## Task
List the entries as a numbered list, starting at the line that contains "If you could identify the man in" and continuing through the final line of the entries, both included, with blank lines omitted.

## Material provided
## BEGIN
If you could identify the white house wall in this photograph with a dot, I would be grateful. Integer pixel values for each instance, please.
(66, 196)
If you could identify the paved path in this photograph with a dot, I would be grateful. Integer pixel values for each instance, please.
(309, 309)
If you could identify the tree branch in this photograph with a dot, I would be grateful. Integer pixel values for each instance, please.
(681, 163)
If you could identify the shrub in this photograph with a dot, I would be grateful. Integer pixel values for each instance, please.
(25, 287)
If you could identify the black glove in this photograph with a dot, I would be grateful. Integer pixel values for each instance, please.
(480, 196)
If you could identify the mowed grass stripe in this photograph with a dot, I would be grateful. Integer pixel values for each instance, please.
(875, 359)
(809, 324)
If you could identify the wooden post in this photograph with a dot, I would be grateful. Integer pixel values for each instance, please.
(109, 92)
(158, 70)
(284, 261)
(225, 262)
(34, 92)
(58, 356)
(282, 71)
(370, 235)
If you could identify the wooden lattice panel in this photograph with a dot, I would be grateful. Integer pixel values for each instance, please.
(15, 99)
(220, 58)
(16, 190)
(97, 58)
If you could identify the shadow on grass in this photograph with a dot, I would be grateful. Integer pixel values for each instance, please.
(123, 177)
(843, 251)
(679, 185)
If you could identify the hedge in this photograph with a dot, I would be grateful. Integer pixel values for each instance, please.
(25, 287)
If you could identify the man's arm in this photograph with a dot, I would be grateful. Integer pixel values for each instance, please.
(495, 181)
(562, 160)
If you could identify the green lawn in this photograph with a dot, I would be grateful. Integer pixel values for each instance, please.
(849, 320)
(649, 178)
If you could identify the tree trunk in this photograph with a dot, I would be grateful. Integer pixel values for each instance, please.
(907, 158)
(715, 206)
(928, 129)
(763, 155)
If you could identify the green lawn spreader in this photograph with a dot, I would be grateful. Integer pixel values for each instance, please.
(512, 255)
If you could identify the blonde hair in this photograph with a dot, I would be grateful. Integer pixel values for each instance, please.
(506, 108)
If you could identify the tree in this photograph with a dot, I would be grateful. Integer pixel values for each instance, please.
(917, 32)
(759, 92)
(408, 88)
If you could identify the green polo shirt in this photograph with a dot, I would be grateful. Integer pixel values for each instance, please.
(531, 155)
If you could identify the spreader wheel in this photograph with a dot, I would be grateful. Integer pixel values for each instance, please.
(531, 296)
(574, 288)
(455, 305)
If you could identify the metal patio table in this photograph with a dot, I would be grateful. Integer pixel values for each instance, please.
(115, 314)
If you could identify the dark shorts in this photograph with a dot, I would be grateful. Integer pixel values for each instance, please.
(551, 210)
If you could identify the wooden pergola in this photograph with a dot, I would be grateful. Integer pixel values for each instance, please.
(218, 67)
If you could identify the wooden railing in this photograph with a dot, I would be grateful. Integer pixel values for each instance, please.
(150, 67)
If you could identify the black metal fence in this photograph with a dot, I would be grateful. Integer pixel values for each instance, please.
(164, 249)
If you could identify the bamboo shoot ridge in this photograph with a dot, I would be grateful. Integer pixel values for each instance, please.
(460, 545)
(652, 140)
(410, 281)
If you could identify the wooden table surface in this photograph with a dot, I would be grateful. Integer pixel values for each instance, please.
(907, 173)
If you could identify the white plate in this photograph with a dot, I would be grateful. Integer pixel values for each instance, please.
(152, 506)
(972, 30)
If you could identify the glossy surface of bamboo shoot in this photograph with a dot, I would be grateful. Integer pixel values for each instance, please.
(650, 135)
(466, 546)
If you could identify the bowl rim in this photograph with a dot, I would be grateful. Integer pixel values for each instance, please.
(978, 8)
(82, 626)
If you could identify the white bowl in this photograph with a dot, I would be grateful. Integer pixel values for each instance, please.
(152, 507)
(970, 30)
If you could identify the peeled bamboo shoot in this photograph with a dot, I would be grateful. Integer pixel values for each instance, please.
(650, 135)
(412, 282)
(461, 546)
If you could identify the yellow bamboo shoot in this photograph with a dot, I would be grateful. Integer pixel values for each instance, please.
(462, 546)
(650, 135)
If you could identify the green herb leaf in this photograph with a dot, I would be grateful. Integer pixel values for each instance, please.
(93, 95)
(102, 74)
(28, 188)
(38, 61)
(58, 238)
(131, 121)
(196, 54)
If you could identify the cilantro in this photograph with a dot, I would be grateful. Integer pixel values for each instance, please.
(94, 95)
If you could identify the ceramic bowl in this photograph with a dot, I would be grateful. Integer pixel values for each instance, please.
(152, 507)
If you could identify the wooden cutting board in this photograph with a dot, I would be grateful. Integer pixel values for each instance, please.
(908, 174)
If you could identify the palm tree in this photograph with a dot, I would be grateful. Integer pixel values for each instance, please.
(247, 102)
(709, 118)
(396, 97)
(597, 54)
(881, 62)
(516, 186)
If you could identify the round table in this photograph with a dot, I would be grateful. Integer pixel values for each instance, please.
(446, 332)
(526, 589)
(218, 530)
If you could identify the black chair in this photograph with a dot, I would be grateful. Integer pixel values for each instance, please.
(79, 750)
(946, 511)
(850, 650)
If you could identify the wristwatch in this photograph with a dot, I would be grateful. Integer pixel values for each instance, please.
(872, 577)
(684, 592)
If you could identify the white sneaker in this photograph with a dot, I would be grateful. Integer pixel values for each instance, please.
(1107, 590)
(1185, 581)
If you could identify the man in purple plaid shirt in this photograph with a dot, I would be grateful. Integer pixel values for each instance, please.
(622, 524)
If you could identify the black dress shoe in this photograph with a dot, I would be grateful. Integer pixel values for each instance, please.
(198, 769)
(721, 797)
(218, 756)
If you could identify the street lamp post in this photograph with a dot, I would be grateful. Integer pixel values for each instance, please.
## END
## Task answer
1. If you could identify the man in purple plaid shirt in this photograph with a dot, I would be grateful. Integer pixel values for each instance, please.
2. (622, 524)
3. If you could identify the black dress shoe in this photograph with a dot, I would be grateful. Integer pixel values for each instance, please.
4. (198, 769)
5. (721, 797)
6. (218, 756)
7. If you could identify the street lamp post in this photograph with a dot, I would be grateful. Integer pixel values for each instance, please.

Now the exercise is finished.